▶ [Requisitos do exercício] Dê continuidade ao texto sobre a carta psicografada atribuída a Eliza Samudio, escrevendo a partir da última frase apresentada.
:: Texto do documento ::
Carta que teria sido escrita por Eliza Samudio, por meio de psicografia, reacende discussão sobre o assunto
A morte de Eliza Samúdio ainda é cercada de mistérios, mesmo tendo ocorrido há mais de 12 anos. Um dos principais questionamentos é justamente o que foi feito do corpo da vítima, morta em crime que teve participação do goleiro Bruno Fernandes, com quem tinha um filho. Os restos mortais de Eliza nunca foram encontrados.
O mistério ganhou uma nova camada na última segunda-feira, 1º, quando a vidente Chaline Grazik afirmou que recebeu uma mensagem psicografada da vítima, dando detalhes do crime. A publicação reacendeu o debate acerca da veracidade dessas mensagens, escritas por espíritos através de pessoas com mediunidade.
O assunto ganhou força no Brasil com o trabalho de Chico Xavier, morto em 2002, que escreveu mais de 450 livros e confortou, por mais de 60 anos, pessoas desconsoladas em busca de notícias dos seus parentes mortos. O trabalho do médium chegou até a ser tema de pesquisas científicas, como a realizada pelo Núcleo de Pesquisas em Espiritualidade e Saúde da Universidade Federal de Juiz de Fora, em parceria com o Departamento de Psiquiatria da Universidade de São Paulo (USP).
:::
:: Conjunto de dados ::
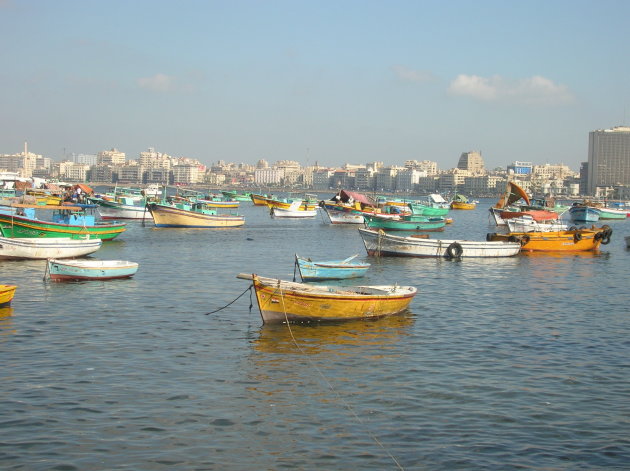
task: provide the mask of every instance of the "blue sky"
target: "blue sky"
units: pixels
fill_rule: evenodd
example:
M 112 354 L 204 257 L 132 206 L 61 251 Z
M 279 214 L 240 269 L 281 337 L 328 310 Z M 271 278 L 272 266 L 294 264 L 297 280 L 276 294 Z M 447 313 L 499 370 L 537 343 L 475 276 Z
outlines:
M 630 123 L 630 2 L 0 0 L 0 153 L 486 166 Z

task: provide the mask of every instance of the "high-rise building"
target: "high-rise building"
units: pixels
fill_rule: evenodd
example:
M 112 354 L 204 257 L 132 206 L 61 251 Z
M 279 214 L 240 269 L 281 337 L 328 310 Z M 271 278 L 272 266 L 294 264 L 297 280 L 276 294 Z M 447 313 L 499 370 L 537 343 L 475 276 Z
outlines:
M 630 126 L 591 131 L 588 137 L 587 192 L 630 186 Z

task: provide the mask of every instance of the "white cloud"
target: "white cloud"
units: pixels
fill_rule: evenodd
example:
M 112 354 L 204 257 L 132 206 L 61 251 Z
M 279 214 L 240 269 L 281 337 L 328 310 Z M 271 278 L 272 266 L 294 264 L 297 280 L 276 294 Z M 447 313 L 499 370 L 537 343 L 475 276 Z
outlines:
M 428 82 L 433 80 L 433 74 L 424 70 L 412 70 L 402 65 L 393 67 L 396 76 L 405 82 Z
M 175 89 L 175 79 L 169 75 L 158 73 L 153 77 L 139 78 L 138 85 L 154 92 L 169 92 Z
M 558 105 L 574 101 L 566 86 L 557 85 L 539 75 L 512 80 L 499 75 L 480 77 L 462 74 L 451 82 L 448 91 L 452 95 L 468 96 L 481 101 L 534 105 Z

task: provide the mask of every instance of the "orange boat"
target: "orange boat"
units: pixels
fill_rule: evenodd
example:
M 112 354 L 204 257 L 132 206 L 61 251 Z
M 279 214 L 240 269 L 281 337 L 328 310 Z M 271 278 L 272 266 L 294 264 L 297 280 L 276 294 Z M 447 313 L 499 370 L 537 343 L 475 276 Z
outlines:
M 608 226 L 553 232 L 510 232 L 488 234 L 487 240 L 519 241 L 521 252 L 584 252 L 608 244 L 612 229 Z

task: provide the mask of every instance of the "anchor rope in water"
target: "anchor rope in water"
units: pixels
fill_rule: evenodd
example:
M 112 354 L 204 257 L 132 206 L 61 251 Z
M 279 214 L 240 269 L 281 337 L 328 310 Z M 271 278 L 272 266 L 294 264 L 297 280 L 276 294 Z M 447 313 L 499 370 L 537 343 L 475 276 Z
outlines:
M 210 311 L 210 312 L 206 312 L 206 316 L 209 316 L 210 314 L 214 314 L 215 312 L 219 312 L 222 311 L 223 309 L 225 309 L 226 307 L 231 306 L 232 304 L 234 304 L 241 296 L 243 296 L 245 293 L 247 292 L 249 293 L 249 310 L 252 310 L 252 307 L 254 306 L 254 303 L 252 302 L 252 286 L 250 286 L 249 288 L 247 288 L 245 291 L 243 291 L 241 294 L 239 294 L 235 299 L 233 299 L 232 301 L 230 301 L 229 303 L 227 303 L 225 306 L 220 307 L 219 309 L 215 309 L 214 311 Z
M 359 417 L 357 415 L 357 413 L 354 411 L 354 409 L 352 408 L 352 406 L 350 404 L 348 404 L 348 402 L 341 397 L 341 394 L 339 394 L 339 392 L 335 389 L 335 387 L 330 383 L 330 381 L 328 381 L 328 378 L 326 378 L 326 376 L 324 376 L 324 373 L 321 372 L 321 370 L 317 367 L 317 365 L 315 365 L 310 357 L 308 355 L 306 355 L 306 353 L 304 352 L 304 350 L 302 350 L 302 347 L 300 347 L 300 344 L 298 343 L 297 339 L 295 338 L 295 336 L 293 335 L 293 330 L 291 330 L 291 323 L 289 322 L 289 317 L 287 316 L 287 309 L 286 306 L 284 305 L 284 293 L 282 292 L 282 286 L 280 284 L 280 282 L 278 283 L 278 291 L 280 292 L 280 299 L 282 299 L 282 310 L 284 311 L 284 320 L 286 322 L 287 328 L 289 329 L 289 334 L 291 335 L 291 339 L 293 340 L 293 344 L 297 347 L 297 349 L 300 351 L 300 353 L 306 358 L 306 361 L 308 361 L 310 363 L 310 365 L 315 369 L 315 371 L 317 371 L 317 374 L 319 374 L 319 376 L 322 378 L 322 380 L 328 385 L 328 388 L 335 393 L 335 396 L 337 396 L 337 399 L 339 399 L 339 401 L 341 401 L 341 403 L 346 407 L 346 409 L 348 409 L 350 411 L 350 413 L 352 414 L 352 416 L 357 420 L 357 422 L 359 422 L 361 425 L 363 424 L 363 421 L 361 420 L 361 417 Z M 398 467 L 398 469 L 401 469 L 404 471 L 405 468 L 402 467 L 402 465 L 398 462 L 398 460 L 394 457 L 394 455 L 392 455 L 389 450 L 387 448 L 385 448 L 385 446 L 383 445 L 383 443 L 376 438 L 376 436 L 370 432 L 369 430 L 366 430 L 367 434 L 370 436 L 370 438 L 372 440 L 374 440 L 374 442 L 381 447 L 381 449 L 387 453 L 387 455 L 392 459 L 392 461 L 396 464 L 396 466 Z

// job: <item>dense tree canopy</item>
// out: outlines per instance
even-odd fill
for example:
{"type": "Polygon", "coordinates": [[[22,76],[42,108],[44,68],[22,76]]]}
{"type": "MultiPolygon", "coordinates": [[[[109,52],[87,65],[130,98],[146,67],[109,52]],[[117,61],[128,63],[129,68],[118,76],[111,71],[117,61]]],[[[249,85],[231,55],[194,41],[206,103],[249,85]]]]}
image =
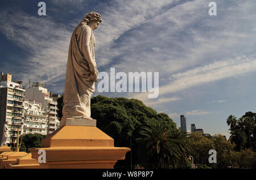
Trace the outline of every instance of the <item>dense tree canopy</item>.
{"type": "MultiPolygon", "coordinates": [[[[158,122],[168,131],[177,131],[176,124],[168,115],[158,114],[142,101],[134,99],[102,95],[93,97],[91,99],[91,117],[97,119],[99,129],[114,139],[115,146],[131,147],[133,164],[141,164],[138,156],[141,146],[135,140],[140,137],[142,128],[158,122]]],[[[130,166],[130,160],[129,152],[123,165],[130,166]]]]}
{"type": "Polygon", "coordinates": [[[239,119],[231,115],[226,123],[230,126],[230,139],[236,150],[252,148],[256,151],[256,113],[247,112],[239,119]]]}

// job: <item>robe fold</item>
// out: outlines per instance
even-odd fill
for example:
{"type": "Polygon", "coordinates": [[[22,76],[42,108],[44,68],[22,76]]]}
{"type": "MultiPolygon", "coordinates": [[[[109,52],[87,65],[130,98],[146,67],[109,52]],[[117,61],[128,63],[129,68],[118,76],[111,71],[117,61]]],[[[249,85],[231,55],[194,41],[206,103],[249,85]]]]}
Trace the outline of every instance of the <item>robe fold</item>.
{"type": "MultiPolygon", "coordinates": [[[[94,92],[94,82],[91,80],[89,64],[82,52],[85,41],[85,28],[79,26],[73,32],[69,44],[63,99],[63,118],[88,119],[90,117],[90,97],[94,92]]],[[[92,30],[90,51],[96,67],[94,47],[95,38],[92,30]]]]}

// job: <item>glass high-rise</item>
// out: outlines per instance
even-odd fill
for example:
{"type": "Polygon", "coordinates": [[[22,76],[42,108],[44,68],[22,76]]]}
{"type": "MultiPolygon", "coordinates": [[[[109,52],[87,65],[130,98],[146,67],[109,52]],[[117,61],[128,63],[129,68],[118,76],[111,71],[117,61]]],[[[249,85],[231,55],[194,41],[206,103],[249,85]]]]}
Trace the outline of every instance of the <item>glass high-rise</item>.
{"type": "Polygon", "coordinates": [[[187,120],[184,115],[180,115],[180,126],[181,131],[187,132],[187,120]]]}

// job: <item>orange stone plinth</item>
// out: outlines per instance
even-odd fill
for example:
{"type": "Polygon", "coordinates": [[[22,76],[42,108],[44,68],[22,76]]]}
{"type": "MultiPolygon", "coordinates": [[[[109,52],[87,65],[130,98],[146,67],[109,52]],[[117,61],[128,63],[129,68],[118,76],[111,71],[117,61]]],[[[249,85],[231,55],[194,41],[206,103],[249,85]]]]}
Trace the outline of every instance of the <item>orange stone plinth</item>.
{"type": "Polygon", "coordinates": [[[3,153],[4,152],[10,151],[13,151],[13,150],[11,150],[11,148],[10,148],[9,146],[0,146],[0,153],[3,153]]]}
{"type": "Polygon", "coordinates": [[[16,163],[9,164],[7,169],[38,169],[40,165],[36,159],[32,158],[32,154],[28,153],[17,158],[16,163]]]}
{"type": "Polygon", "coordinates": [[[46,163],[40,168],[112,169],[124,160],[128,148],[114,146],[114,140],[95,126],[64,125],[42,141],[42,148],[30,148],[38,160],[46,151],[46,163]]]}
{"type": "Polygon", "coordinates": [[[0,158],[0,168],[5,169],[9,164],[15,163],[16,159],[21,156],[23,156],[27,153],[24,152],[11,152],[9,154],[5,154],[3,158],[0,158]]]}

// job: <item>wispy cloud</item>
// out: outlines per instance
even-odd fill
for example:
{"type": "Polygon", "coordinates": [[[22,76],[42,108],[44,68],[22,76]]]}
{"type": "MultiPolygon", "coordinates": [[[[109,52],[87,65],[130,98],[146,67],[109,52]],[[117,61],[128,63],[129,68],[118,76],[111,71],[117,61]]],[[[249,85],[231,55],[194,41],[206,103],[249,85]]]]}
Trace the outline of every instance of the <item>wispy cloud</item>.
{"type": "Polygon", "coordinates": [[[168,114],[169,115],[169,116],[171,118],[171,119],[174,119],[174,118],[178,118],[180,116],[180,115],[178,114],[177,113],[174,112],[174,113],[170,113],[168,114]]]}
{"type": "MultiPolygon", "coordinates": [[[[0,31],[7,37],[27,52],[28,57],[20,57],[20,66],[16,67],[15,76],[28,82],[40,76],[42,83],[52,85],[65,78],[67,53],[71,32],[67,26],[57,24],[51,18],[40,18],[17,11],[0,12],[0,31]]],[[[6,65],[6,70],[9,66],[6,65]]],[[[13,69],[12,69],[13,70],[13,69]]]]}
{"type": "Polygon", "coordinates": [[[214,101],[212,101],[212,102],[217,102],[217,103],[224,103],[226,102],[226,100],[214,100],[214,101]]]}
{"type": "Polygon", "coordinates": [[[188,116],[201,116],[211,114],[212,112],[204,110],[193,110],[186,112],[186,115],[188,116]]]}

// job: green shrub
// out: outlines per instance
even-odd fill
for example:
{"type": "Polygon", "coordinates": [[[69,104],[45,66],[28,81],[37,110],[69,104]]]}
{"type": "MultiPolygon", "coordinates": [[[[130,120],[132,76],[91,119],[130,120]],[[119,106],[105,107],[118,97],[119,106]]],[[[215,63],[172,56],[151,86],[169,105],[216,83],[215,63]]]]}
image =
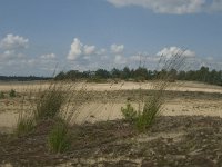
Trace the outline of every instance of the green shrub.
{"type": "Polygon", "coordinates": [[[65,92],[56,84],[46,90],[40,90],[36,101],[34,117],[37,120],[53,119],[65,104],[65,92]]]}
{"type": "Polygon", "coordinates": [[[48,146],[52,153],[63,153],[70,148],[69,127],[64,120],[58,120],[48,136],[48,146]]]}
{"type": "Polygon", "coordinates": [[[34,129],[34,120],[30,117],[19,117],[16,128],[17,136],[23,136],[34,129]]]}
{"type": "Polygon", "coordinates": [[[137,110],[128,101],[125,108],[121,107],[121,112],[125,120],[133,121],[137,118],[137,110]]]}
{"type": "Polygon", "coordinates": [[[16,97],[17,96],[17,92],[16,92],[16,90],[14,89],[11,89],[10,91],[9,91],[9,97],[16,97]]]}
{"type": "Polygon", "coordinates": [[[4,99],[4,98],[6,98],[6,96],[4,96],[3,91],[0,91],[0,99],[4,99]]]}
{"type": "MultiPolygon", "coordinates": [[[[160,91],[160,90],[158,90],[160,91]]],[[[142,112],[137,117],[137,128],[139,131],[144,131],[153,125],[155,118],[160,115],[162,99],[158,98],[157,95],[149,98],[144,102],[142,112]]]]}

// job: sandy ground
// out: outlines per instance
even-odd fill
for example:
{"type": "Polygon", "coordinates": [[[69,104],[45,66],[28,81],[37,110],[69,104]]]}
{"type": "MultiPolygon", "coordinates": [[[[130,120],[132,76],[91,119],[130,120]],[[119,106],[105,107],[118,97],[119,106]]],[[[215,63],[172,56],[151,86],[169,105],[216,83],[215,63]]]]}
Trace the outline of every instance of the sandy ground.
:::
▶ [Resposta escrita]
“Allan Kardec dizia que a mediunidade é dom divino e que, portanto, deveria ser utilizado com respeito e seriedade para a prática da caridade. Contudo, sabe-se que muitas pessoas se dizem médiuns para fraudar comunicações mediúnicas”, explica Marco Aurélio Alvarenga Monteiro, presidente regional da União das Sociedades Espíritas, em referência ao decodificador da Doutrina Espírita, em 1857.
O que é a psicografia
Existem várias modalidades de mediunidade e uma delas é a psicografia. Nesse caso, o médium psicógrafo recebe uma mensagem de um espírito desencarnado por meio da escrita. Há três formas de psicografar uma mensagem: mecânica, semi-mecânica e intuitiva.
A mecânica é aquela em que o espírito assume a mão do médium e o deixa sem controle do que está sendo escrito ou desenhado. Ele não tem noção da mensagem passada até que a leia.
“No caso da semi-mecânica, o espírito ‘toma’ a mão do médium mas, ao mesmo tempo, passa as ideias e pensamentos para a mente do médium que, portanto, tem noção do que escreve, desenha”, explica Marco Aurélio Monteiro.
Já a psicografia intuitiva é aquela em que o médium tem o controle da mão, pois a mensagem recebida é passada apenas por meio de intuições ao médium. Mas, independentemente da modalidade, normalmente as cartas têm a intenção de trazer conforto para quem recebe.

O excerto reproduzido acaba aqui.